PAGE EXCERPT:
BEIRA, Mozambique (AFP) - Aid workers faced disarray, a clamour for help and mounting anger as they headed out across central Mozambique, struggling to assist tens of thousands of people battered by one of southern Africa's most powerful storms.
A week after Tropical Cyclone Idai lashed Mozambique with winds of nearly 200 kilometres per hour, rescue efforts stepped up a gear on Friday (March 22) but the situation was often chaotic.
Humanitarian agencies are racing to rescue those still trapped, feed those who have been brought to safety and protect them from potential outbreaks of malaria and cholera.
"Already, some cholera cases have been reported in (the port city of) Beira along with an increasing number of malaria infections among people trapped by the flooding," said the International Federation of Red Cross in a statement.
The mayor of Diaz Simango told AFP that cases of diarrhoeal infections had already been reported.
"We are running out of time, it is at a critical point here," UN children's agency chief Henrietta Fore told AFP after she flew into the devastated port city of Beira from New York.

YOUR INSTRUCTIONS: Return the passage from the cyclone report, starting at "A week after" and ending at "was often chaotic.", copied exactly.

EXTRACTED INFORMATION:
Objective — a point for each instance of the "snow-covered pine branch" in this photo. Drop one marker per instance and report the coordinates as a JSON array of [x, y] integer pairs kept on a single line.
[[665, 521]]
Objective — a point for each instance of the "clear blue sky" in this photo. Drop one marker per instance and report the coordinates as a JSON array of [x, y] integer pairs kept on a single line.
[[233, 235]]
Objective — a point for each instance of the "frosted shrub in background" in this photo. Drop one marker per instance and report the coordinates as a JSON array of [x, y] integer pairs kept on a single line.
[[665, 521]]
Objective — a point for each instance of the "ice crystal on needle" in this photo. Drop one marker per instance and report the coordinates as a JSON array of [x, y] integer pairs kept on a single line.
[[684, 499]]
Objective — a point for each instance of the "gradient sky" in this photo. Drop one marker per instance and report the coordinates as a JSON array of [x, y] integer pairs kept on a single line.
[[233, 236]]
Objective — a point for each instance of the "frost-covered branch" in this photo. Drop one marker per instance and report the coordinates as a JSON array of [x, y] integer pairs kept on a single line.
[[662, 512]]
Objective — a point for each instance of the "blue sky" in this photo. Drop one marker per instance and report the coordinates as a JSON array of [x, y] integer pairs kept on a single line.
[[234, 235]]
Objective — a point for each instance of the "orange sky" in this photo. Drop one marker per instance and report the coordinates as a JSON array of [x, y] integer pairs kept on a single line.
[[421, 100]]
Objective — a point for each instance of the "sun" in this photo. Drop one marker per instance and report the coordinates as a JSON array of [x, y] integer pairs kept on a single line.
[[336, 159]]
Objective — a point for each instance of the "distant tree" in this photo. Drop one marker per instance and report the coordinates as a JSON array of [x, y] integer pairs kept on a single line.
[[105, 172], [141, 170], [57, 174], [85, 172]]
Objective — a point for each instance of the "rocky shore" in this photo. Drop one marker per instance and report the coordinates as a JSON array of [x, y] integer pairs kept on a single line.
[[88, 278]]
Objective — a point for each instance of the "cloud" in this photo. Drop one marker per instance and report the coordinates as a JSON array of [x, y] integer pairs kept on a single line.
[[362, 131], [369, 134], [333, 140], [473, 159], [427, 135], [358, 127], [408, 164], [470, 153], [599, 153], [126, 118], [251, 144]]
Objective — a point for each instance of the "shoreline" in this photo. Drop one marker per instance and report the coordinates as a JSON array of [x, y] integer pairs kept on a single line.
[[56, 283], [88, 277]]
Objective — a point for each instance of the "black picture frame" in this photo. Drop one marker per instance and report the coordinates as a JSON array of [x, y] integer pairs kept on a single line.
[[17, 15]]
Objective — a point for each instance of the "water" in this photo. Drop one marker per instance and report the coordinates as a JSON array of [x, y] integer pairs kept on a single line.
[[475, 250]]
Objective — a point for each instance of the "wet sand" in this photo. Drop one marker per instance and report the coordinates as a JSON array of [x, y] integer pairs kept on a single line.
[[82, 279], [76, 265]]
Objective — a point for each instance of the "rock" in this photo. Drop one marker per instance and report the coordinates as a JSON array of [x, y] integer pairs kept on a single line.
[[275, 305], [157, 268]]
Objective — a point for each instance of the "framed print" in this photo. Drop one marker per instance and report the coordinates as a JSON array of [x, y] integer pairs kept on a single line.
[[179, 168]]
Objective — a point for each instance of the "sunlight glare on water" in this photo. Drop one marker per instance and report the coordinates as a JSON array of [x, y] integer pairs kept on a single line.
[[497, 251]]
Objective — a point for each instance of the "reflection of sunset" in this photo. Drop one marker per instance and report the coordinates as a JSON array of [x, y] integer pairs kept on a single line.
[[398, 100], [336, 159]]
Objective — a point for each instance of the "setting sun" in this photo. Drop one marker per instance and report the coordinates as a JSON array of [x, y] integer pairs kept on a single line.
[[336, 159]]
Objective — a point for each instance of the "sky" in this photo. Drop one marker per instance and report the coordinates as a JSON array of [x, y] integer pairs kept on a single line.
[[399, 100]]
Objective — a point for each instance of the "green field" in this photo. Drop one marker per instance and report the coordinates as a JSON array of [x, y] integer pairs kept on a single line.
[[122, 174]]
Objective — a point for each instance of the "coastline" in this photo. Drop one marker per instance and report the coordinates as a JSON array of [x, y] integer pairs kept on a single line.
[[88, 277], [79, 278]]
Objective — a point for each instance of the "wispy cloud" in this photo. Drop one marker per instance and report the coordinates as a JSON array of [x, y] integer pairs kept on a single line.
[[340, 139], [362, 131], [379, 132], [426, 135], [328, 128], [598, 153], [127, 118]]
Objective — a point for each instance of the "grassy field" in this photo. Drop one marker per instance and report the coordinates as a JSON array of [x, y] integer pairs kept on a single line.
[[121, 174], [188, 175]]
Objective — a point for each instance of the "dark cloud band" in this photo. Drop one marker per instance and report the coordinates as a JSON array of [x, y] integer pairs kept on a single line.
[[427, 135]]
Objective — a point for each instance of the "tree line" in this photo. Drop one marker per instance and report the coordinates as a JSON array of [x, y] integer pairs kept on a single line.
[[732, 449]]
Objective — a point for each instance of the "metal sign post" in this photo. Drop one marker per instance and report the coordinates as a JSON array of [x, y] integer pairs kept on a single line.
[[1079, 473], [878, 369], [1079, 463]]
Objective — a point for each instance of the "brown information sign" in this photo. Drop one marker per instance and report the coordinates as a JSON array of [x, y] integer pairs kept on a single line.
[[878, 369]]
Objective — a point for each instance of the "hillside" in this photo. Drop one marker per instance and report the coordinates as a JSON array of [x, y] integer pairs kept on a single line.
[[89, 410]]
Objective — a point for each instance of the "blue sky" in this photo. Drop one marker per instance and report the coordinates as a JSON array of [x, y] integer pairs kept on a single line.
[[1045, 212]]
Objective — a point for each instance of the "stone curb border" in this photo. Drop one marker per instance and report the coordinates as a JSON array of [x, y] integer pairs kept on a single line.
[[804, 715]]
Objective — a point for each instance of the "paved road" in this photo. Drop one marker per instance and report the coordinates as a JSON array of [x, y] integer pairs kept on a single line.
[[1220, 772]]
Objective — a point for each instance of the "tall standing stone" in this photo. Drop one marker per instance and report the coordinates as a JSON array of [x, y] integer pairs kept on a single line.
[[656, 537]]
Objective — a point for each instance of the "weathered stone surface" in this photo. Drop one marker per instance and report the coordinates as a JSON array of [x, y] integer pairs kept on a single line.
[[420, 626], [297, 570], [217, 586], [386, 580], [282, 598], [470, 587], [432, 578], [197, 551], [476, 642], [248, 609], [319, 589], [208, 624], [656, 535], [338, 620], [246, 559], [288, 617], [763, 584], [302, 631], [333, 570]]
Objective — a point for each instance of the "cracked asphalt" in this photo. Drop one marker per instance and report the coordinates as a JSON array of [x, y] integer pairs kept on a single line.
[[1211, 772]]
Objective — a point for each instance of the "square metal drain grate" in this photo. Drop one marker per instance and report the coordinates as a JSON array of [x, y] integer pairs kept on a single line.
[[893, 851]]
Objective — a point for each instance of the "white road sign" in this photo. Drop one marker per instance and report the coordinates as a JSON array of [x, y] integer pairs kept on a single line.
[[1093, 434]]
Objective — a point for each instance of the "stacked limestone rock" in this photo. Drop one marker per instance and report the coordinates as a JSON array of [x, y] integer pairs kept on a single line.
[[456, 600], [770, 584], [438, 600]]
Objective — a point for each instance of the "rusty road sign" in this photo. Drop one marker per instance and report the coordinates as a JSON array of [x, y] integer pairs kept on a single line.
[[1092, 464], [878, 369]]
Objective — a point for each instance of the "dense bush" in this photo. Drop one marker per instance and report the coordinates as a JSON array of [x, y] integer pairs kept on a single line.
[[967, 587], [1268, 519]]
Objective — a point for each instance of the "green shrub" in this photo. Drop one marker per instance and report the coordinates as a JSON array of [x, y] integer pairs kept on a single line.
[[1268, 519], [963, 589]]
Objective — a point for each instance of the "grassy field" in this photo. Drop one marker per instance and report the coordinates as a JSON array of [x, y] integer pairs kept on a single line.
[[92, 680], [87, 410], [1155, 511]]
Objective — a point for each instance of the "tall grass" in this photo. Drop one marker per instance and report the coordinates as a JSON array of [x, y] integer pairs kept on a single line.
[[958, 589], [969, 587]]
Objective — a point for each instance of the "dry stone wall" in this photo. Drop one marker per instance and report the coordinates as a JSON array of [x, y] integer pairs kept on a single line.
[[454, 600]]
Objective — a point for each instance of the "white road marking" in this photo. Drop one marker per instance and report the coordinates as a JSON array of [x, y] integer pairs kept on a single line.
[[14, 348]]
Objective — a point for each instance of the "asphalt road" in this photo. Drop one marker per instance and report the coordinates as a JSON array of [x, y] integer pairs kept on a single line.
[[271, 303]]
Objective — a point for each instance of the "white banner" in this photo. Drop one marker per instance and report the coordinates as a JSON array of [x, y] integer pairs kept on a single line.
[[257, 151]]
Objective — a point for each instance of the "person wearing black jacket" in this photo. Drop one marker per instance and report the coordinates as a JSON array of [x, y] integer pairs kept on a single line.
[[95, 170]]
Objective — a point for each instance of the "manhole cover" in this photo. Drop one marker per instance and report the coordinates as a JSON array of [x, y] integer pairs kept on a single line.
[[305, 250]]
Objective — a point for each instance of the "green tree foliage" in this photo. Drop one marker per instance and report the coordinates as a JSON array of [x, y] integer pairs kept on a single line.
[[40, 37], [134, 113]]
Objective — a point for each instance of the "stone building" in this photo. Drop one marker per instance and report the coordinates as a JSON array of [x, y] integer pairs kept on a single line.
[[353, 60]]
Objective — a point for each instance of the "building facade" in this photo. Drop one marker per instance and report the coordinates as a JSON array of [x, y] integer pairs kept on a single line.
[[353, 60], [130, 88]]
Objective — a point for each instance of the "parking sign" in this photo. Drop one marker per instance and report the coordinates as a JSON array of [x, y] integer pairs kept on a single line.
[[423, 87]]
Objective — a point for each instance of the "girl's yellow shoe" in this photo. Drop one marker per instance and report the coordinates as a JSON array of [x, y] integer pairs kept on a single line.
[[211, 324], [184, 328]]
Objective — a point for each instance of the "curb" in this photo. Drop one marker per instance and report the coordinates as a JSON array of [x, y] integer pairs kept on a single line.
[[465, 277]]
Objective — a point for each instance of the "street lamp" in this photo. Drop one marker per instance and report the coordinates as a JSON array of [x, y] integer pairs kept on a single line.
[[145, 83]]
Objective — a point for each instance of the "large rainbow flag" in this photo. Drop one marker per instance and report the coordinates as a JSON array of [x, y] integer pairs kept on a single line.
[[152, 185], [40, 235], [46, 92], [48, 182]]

ANSWER TO THIS EXERCISE:
A week after Tropical Cyclone Idai lashed Mozambique with winds of nearly 200 kilometres per hour, rescue efforts stepped up a gear on Friday (March 22) but the situation was often chaotic.